→ **Alıştırma sorusu**:
Yüz tekniğiyle ilgili metne göre şu soruları cevaplayın:
1. Psikolojide "uyma" davranışı nasıl tanımlanıyor?
2. Tekniğin ikinci isteği, ilk istekle karşılaştırıldığında nasıl bir istektir?
3. Bu teknik hangi durumda verimli oluyor?

→ **Sayfa metni**:
──────────
Door-in-the-face
Bir ‘’Uyma’’ Metodu; Yüzüne Kapıyı Çarpma Tekniği
Psikolojide ‘’uyma’’ davranışı , ‘’ doğrudan bir isteğe yanıt olarak bir kişinin davranışında değişiklik’’ (APA dictionary of psychology, 2007) olarak tanımlanmaktadır. İsteklere uyumu artırmak için çeşitli teknikler geliştirilmiştir. Bu tekniklerden bazıları kişinin tutumunu değiştirerek uyumu artırsa da, diğerlerinin temel amacı davranış değişikliğidir. Davranış temelli değişikliği benimseyen tekniklerden bir tanesi ‘Door-in-the-face’ yani ‘Yüzüne Kapıyı Çarpma Tekniği’ dir.
Yüzüne Kapıyı Çarpma/ Yüz Tekniği Nedir?
Yüz tekniği iki aşamalı bir tekniktir. İlk olarak kişi karşısındaki kişiye ‘büyük’ ve ‘mantıksız’ bir istekte bulunur. İsteğin reddedileceğinin yani ‘yüzüne kapının çarpılacağının’ farkındadır. Talebin asıl sebebi ikinci istek olan ‘hedef’ istektir. İkinci tamamen yeni bir istek değil, fakat ilk isteğin daha küçük ve mantıklı bir versiyonudur. Ancak bu teknik, iki talep arasında bir gecikme olmadığı zaman verimlidir. Yapılan çalışmalarda Yüz tekniğinin uyum davranışını arttırdığını bulmuşlardır. Ek olarak, Cialdini (1975) araştırmalarında ‘’ reddedileceği kesin olan ilk talepte bulunmanın ve ardından daha küçük bir talebe geçmenin, hedef kişinin ikinci talebi kabul etme olasılığını önemli ölçüde artırdığı’’ nı tespit etmiştir (s.209).
──────────
→ **Bir koleksiyondan satırlar**:

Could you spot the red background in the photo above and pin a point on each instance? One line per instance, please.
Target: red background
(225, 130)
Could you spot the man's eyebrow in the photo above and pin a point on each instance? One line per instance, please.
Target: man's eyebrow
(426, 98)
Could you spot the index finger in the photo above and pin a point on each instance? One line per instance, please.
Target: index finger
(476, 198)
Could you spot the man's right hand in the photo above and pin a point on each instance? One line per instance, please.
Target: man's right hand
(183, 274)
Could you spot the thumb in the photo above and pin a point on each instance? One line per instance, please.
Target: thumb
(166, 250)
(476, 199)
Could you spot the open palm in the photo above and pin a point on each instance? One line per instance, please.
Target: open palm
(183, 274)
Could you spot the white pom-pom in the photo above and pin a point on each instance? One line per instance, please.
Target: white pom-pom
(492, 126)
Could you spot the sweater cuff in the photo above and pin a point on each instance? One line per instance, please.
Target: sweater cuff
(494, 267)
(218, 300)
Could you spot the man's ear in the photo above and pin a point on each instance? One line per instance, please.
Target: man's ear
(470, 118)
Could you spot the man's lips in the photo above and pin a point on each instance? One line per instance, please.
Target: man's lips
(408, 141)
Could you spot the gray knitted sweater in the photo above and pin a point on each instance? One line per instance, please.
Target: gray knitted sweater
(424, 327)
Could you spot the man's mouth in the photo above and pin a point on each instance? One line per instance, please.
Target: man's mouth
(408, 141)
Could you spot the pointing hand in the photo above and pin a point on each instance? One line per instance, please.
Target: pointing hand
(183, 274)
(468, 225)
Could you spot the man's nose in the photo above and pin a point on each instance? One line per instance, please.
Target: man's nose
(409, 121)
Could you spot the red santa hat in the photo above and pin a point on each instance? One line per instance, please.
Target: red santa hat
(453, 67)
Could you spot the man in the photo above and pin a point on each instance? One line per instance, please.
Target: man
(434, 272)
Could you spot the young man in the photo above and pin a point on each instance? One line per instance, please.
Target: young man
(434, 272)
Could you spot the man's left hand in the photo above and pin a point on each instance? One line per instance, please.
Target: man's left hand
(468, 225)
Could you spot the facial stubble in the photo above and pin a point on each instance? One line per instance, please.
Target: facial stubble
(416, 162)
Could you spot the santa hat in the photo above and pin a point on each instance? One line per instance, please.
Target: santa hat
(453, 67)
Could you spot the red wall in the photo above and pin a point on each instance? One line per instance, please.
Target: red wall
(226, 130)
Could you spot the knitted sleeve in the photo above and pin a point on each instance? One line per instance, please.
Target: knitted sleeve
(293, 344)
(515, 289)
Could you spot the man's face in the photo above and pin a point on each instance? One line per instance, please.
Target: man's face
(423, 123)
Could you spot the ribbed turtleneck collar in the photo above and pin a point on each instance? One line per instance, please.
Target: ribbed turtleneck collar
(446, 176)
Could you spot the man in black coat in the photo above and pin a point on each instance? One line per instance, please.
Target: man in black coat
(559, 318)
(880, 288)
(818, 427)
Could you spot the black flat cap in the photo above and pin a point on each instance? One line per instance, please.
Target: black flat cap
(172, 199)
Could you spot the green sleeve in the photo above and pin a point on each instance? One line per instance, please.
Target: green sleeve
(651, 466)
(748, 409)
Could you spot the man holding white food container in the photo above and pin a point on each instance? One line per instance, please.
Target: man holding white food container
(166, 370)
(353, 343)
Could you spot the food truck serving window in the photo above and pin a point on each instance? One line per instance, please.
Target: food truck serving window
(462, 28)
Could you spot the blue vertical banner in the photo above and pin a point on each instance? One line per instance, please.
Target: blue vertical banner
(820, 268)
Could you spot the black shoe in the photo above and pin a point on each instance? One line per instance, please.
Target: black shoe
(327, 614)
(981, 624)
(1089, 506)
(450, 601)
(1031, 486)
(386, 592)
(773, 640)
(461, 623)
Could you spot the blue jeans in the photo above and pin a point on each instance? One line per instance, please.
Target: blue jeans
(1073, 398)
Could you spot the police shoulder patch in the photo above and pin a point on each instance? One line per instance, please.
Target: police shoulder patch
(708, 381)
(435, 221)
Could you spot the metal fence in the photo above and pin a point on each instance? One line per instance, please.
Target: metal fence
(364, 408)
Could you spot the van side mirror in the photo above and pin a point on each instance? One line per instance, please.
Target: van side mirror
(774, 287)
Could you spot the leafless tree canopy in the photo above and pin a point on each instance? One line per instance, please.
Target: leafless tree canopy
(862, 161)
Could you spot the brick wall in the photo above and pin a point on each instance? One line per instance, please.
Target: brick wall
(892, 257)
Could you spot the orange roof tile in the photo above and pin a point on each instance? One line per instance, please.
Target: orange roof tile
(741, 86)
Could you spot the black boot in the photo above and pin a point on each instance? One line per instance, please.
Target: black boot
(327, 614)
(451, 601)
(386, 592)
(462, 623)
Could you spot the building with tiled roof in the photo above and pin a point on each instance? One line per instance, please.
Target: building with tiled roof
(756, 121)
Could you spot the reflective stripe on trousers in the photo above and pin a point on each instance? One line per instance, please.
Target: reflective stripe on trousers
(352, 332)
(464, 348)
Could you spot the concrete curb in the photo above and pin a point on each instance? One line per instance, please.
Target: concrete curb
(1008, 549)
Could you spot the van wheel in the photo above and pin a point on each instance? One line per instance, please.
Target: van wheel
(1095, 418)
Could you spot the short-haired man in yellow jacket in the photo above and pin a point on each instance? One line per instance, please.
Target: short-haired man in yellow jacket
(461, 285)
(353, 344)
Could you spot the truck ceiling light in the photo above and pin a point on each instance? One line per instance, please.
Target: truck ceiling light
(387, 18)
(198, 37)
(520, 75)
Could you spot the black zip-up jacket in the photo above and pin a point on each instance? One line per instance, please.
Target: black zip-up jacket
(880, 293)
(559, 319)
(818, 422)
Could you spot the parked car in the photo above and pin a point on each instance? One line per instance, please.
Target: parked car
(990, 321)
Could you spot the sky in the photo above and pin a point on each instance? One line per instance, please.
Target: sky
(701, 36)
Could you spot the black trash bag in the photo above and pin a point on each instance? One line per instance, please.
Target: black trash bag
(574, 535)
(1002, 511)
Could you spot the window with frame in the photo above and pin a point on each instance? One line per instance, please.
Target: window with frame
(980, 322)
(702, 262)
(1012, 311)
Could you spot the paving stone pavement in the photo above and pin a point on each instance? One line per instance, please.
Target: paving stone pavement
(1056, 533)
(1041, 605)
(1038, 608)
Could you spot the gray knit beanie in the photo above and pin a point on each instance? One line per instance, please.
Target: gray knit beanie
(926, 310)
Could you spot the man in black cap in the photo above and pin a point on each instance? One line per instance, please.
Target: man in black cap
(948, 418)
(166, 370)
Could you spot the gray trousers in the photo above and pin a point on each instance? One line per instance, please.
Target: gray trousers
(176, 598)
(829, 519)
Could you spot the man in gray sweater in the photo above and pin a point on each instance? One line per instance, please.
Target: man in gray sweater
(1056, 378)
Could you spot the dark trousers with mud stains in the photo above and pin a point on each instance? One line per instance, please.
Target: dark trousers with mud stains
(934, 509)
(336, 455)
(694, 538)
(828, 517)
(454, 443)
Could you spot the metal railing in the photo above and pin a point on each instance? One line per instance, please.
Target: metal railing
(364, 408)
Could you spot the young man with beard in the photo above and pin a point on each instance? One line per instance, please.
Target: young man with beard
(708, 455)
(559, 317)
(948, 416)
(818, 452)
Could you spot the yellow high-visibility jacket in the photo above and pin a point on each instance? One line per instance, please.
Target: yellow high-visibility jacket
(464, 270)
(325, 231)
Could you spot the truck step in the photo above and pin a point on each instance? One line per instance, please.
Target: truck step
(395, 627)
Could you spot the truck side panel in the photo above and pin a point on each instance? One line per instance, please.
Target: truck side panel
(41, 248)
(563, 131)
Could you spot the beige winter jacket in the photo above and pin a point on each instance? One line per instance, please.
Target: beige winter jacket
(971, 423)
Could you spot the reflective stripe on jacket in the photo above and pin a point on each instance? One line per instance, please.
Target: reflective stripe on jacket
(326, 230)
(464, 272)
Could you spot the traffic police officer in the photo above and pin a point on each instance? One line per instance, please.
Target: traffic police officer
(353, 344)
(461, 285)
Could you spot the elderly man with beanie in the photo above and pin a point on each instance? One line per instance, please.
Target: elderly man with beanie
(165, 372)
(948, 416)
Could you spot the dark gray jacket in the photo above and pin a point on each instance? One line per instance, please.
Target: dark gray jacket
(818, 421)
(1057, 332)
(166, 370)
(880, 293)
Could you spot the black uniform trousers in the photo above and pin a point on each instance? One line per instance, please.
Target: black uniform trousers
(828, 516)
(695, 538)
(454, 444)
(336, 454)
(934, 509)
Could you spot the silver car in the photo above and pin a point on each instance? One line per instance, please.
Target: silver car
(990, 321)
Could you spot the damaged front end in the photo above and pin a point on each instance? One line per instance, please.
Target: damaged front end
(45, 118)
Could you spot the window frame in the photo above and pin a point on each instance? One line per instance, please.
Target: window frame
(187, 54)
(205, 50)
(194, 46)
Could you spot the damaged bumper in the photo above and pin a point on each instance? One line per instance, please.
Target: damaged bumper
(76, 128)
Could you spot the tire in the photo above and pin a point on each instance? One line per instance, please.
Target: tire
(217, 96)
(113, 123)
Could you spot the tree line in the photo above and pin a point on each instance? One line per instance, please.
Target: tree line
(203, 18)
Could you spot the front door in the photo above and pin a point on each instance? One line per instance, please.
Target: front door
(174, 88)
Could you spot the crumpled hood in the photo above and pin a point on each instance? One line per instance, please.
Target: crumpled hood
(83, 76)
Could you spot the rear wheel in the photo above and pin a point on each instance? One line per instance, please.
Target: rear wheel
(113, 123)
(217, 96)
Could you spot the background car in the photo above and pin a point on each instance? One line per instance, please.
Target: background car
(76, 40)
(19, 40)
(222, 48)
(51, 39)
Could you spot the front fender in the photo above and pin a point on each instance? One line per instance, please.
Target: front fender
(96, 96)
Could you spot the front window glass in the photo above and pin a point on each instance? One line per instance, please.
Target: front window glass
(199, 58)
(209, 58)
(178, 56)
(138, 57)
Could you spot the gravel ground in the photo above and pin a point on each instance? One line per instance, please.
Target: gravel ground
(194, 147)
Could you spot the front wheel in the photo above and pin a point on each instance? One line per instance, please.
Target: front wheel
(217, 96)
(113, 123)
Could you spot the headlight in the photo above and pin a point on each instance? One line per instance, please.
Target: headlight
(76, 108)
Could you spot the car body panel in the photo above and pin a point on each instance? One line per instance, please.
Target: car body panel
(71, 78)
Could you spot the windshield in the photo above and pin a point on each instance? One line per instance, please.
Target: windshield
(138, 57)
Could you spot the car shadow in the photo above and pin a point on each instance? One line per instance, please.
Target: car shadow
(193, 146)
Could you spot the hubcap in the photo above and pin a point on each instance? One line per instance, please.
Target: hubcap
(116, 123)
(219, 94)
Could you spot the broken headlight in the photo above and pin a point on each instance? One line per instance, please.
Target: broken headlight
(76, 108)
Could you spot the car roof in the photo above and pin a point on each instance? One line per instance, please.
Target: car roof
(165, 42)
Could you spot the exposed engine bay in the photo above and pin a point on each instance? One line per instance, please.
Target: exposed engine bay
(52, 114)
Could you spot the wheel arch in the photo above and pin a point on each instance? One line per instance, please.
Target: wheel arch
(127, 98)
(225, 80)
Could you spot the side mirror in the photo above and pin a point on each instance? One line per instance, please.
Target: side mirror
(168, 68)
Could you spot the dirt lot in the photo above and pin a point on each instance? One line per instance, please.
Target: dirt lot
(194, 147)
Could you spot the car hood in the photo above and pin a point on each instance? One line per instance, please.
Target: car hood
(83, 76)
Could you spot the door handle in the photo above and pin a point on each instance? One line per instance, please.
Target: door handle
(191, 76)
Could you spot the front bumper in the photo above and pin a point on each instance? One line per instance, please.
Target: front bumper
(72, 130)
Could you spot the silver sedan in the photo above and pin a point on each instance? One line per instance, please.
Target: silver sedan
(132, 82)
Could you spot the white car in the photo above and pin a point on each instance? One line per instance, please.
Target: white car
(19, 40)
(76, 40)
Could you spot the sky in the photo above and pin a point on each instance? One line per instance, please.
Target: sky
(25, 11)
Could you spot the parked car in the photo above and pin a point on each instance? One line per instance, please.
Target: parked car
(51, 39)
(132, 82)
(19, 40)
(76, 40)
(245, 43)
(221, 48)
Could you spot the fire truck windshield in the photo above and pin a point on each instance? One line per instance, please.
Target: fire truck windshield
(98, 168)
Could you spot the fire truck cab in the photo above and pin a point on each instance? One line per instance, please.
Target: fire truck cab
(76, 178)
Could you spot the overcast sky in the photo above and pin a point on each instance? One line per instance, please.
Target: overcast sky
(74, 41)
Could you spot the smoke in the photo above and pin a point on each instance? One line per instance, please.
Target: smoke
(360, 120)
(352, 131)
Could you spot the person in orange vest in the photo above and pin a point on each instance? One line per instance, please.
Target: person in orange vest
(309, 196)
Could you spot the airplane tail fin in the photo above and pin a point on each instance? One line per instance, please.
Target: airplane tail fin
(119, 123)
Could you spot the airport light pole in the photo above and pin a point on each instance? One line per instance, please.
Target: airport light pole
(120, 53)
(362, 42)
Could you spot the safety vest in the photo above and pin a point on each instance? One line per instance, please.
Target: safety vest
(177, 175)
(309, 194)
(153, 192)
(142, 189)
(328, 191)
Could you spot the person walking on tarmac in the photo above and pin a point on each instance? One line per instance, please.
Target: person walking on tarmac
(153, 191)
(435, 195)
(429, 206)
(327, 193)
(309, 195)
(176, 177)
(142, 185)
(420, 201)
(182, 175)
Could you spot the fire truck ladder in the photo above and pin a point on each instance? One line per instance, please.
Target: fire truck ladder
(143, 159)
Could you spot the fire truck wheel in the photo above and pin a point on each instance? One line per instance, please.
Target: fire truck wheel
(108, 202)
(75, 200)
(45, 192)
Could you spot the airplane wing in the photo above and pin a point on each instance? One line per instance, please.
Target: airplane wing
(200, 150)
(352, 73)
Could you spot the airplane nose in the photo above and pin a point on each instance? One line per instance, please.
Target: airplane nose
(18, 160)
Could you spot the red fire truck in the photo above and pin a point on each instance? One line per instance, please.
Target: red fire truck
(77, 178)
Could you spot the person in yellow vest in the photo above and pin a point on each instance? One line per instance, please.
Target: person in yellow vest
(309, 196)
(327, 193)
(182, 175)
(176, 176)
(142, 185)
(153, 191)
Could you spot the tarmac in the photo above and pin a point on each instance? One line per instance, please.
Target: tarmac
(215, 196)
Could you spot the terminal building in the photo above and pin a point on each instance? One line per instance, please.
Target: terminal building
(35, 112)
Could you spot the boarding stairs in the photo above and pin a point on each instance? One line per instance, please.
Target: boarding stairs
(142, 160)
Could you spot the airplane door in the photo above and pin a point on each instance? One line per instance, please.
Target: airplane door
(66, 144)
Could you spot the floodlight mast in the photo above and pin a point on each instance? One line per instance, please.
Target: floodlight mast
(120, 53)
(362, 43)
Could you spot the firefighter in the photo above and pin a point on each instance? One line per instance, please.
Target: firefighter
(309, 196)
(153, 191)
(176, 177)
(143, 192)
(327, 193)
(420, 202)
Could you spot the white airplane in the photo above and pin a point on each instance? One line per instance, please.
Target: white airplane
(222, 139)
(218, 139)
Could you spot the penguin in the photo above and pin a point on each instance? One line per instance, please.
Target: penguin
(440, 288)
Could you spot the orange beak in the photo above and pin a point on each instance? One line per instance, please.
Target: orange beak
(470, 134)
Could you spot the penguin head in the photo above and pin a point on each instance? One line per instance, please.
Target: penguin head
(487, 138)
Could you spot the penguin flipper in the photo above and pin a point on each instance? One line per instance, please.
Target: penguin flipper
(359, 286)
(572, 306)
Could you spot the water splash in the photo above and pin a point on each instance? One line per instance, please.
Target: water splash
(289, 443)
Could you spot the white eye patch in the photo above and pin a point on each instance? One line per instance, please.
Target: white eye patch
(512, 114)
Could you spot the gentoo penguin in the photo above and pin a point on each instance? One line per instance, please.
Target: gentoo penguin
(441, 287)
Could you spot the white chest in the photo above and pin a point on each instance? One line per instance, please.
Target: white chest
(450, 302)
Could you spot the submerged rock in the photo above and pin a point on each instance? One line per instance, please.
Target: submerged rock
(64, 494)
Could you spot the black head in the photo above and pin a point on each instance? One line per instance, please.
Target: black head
──────────
→ **Görev çıktısı**:
1. Doğrudan bir isteğe yanıt olarak bir kişinin davranışında değişiklik olarak tanımlanıyor.
2. Tamamen yeni bir istek değildir; ilk isteğin daha küçük ve mantıklı bir versiyonudur.
3. İki talep arasında bir gecikme olmadığı zaman verimli oluyor.